Le Club des magistrats dresse un tableau sombre de la situation des juges
Par Mohammed Taleb
Le Club des magistrats déplore la détérioration de l’état de santé des juges en raison des conditions de travail et la faiblesse du système de couverture sanitaire ainsi que plusieurs dysfonctionnements qui impactent le bon déroulement du travail au niveau des tribunaux du Royaume.
Les magistrats du Royaume sont en colère et le font savoir. S’adressant dans un communiqué, sur un ton sec, au ministre de la Justice et des libertés, Mustapha Ramid, le Club des magistrats exprime son mécontentement et ses regrets quant à la situation dans laquelle se trouve la scène judiciaire. En effet, après examen de plusieurs points lors de sa réunion ordinaire du vendredi dernier, notamment la situation sociale des juges, le Club des magistrats vient de publier un communiqué pointant du doigt la responsabilité du ministre de la Justice et des libertés dans la «détérioration de la situation des juges ». Dans ce sillage, le club met en lumière ce qu’il a qualifié de « préjudice porté à l’encontre d’un large groupe de juges à cause de l’arrêt de leur promotion malgré le fait qu’ils ont passé la nécessaire mais longue période d’attente de cette mise à niveau». Selon le bureau exécutif du Club, le retard accusé dans la mise en application des deux lois organiques relatives au pouvoir judiciaire, qui ont été au centre d’une vive polémique entre le ministre de tutelle et les magistrats, « a privé les magistrats d’un ensemble de garanties surtout sur le plan de l’évaluation des juges ». Tout en rappelant que « la confidentialité des évaluations avait, par le passé, causé des drames (tragédies) sociaux pour les juges, l’instance la plus représentative des juges réclame « la levée immédiate de la confidentialité concernant les bulletins d’évaluation des juges sans attendre l’entrée en vigueur des nouvelles lois ». Et ce, précise-elle, « en raison de l’absence de ce qui peut l’empêcher même dans l’actuel statut des juges (décret de 1974) ainsi que pour la consécration de la transparence et du droit des juges de discuter leur situation individuelle et la remettre en cause si nécessaire ».

_ _ _ _

• Exercices:
**1)** D'après l'article sur la situation des juges, répondez s'il vous plaît aux questions suivantes :
(a) Quel est le nom du ministre de la Justice et des libertés ?
(b) Quel jour le Club des magistrats a-t-il tenu sa réunion ordinaire ?
(c) De quelle année date le décret qui fixe l'actuel statut des juges ?
**2)** Poursuivez l'article sur la situation des juges à partir de sa dernière phrase.

[Enregistrements stockés d'une collection]
_ _ _ _

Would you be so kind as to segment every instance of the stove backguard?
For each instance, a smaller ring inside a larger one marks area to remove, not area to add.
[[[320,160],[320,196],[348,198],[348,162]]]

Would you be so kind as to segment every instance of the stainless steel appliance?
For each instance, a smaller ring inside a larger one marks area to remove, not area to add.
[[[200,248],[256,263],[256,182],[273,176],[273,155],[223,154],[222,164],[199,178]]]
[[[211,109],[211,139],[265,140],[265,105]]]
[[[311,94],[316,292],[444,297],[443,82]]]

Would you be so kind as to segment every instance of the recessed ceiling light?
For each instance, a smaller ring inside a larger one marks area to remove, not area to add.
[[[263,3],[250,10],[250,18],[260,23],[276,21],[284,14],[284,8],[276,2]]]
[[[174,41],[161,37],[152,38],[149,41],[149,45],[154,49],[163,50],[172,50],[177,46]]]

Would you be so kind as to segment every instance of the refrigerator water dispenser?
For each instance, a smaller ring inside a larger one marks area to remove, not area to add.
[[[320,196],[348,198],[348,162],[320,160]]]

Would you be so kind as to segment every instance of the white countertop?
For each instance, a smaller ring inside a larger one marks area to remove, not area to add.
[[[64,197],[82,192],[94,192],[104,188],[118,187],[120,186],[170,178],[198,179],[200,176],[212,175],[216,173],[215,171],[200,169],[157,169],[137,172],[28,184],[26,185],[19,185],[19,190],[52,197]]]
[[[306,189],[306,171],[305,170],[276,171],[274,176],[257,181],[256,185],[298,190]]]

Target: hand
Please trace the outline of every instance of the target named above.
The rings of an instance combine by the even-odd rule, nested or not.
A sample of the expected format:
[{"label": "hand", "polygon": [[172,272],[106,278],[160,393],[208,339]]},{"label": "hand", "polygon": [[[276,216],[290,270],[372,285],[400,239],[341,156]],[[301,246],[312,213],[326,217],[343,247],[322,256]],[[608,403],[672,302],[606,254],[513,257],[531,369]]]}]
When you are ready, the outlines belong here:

_ _ _ _

• Réponses aux exercices:
**1)**
(a) Mustapha Ramid.
(b) Le vendredi dernier.
(c) 1974.

**2)**
Le club fustige, également, « le retard accusé dans l’approvisionnement des tribunaux nationaux en outils de travail nécessaires pour l’accomplissement du travail jusqu’à présent (20-01-2017 »). « Ce qui affecte, selon le club, la qualité du travail et la continuité du service » et « ajoute une couche à la détérioration continue des conditions de travail dans certains tribunaux qui connaissent un encombrement ou une congestion des juges et du personnel (Par exemple : Tanger, Rabat, Fès, Casablanca, Marrakech, Meknès…) et une quasi-absence des assistants qui poussent les magistrats à faire eux–mêmes le travail des assistants ainsi que l’absence de conditions pour l’accueil des justiciables… » . Tous ces éléments font des tribunaux « un terrain fertile pour de mauvaises pratiques et un espace inconnu pour les justiciables en particulier ceux qui n’ont pas eu de chances dans l’éducation », lit-on sur son communiqué. C’est pourquoi, rappelle le club, « les magistrats insistent sur l’autonomie financière complète du pouvoir judiciaire et demandent de la soustraire de toute autre autorité dans le cadre du principe de liaison de la responsabilité avec la reddition des comptes ».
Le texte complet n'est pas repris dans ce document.